| Письменное задание |
Допишите следующую часть текста о реформах Петра I, начиная сразу после его последнего предложения.

| Текст для чтения |
== == ==
Многие реформы Петра I вызывались необходимостью набора, снабжения и содержания армии. Но они не были поспешными и предназначались не только для этой цели. У Петра сложились свои представления о государстве и задачах его функционирования. Эти представления он заимствовал у протестантской Европы. Самого Петра можно считать неостоиком, верившим в то, что как монарх он был призван Богом для мобилизации ресурсов доверенного ему государства ради увеличения его мощи, умножения богатства и процветания народа. Петр, будучи порождением своего времени (конца XVII в.), вдохновлялся последними достижениями науки и техники и верил в то, что человеческие способности можно эффективно использовать, если применить современные знания и умения. Именно в этом он и видел задачу государства. Подобная отрасль знаний называлась в то время камералистикой, и Петр, никогда не изучавший ее, невольно утверждал ее принципы, подобно тому, как это сделали его современники в Швеции и Пруссии35.
Его просветительский взгляд на государство проявлялся в церемониях и службах, которые сам Петр придумывал как для русской, так и иностранной публики. Они брали свое начало не столько из Второго Рима, сколько из Первого, языческого и дохристианского, с культом императора и упором на его достижения. Личности императора уделялось больше внимания, чем милости Божией. Ежегодная процессия в Вербное воскресенье, во время которой шедший пешком царь вел осла с сидевшим на нем патриархом, больше не проводилась, а те религиозные церемонии, которые продолжали существовать, сопровождались военными и светскими символами. После побед на поле брани Петр обычно въезжал в столицу через Триумфальную арку в римском стиле, на которой изображался имперский орел с Зевсом, Геркулесом и Марсом. Петр принял римский титул «Russorum Imperator» (Русский император. лат.), а эпитеты «благочестивый и милосердный», ранее ассоциировавшиеся с царем, были опущены. После окончательной победы над шведами Сенат присвоил ему дополнительный титул отца отечества, равный «pater patriae», данный в свое время императору Августу36.
Однако все это не означало, что Петр отошел от православной формы христианства или сам перестал быть православным верующим. И все же его личные верования содержали элементы, чуждые православной традиции. Петр понизил положение Церкви и подчинил ее функции нуждам государства. В 1721 г. он отменил патриархат и заменил его Священным синодом, на самом деле являвшимся никаким не Синодом, а коллегиальным административным советом, который состоял в основном из митрополитов, находившихся под надзором светского доверенного лица — обер-прокурора, назначенного царем и служившего ему37.
== == ==
| Данные |
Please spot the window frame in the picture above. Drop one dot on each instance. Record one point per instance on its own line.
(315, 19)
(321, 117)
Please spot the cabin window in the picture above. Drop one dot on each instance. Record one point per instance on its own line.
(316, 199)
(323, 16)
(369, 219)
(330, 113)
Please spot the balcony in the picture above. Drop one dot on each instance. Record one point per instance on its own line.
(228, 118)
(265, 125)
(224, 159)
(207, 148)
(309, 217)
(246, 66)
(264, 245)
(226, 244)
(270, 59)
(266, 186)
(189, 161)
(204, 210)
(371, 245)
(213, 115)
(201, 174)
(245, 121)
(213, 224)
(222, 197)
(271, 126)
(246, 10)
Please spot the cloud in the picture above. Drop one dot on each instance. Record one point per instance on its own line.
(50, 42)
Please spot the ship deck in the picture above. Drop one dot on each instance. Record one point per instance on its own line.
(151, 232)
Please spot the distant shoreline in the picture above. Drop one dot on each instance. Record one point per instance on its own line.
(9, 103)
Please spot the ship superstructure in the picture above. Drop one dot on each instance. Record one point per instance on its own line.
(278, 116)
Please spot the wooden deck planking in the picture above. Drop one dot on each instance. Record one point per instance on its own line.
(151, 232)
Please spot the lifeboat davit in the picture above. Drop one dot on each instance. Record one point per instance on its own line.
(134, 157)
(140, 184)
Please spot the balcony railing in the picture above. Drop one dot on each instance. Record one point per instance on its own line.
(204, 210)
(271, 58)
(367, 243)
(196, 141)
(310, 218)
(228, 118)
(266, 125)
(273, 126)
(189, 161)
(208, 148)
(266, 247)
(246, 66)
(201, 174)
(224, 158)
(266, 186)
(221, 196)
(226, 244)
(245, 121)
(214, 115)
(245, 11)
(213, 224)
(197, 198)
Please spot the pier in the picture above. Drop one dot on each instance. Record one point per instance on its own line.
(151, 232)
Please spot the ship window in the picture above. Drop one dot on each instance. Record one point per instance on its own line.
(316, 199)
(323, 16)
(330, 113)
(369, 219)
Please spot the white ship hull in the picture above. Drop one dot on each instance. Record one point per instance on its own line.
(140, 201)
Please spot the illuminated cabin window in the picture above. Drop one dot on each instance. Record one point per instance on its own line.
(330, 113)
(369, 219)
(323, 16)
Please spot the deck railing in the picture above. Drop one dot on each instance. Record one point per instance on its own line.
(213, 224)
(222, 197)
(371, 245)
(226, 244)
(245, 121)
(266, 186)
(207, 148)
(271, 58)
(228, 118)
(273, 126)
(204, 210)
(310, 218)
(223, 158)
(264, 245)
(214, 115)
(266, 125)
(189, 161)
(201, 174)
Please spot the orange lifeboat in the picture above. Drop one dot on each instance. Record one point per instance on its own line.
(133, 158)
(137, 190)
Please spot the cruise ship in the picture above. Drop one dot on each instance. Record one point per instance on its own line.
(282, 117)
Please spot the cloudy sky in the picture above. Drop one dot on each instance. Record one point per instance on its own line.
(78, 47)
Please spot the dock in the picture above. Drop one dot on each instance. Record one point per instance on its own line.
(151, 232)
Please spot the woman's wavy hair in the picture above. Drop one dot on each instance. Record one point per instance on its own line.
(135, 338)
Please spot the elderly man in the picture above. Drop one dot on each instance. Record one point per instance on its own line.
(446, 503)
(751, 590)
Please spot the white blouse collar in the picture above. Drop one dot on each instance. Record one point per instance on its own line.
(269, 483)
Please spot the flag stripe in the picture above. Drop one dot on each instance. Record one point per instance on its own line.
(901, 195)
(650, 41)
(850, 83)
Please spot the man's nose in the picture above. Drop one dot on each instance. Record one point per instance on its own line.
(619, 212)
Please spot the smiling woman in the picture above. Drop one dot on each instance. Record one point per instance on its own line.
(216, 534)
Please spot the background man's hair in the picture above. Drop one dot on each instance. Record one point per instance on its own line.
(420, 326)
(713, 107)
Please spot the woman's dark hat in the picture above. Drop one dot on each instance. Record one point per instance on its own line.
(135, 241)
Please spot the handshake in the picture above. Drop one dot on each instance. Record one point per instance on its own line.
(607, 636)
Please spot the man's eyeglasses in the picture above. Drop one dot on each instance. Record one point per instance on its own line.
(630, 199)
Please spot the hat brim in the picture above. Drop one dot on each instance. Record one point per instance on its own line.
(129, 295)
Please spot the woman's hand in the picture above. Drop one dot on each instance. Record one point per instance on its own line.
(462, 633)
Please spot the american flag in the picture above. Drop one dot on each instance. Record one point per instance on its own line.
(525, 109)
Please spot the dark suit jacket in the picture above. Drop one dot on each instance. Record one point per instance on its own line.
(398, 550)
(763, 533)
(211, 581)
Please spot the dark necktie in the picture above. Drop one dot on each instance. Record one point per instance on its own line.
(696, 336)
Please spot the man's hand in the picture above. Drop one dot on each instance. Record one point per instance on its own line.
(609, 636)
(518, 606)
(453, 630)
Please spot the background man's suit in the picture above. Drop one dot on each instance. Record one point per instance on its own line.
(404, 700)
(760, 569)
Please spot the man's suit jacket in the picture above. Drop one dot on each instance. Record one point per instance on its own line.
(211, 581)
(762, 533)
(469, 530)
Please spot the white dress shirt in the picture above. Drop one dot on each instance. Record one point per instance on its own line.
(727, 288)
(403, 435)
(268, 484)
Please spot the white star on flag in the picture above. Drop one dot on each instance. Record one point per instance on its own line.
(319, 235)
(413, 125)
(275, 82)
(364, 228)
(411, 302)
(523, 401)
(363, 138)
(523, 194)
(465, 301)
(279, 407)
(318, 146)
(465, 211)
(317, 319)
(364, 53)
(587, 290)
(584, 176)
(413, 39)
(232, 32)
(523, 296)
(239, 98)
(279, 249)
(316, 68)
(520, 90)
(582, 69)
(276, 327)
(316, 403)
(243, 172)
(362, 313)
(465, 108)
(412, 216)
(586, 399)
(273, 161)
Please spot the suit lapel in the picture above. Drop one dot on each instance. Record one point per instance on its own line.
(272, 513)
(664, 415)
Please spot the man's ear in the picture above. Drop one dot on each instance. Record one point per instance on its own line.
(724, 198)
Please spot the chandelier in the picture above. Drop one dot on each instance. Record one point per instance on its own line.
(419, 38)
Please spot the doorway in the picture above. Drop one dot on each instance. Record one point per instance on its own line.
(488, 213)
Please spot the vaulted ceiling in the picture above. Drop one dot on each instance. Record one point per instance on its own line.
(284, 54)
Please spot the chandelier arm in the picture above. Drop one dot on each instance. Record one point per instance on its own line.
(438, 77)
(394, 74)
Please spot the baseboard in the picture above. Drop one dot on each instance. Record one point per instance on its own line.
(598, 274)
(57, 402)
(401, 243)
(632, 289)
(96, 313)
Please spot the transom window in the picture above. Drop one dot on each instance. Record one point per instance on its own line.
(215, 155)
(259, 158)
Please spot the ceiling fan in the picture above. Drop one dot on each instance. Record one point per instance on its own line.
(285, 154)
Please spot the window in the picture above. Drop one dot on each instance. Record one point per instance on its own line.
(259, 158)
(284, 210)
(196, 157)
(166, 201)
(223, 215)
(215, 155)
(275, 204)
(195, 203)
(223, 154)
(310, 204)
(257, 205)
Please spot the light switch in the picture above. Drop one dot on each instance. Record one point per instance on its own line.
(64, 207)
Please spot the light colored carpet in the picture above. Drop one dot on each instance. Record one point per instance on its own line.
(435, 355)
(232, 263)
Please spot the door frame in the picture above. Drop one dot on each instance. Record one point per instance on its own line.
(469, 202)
== == ==
| Ответ к заданию |
Новые взаимоотношения Церкви и государства были изложены ведущим петровским церковным реформатором Феофаном Прокоповичем, одним из длинного списка украинских церковников, давших в XVII–XVIII вв. Православной церкви ее форму. Несмотря на иезуитское образование (какое-то время он учился в колледже Святого Афанасия в Риме), Прокопович придерживался крайнего эрастианского протестантизма, который проповедовал Томас Гоббс и использовала Англиканская церковь, поразившая Петра во время его визита в Лондон. В трактате Прокоповича «Духовный регламент» (1721) говорилось о том, что автократия являлась необходимой, так как люди по натуре своей жадны и драчливы и поэтому будут постоянно вести войны друг с другом, пока не найдется жесткая власть. Патриарх представлял опасность, так как соперничал с сувереном и олицетворял альтернативу монаршей воле. «Простые люди не понимают, чем духовная власть отличается от самодержавной, но восхищаются достоинством и славой Высшего Пастыря, они думают, что этот правитель — второй суверен, что он обладает равной самодержцу мощью, или даже большей»38.
Бесспорно, Петр помнил о трудностях, с которыми его отец столкнулся из-за Никона. Но его политика подчинения Церкви была связана с более далеко идущими планами. В Византии приверженность монарха закону Божию обеспечивалась патриархом. Теперь в России, когда один столп византийской «симфонии» исчез, сам монарх становился гарантом. Можно прийти к выводу, что власть монарха не ограничивалась пределами закона Божия, как только сама сделалась выражением этого закона39.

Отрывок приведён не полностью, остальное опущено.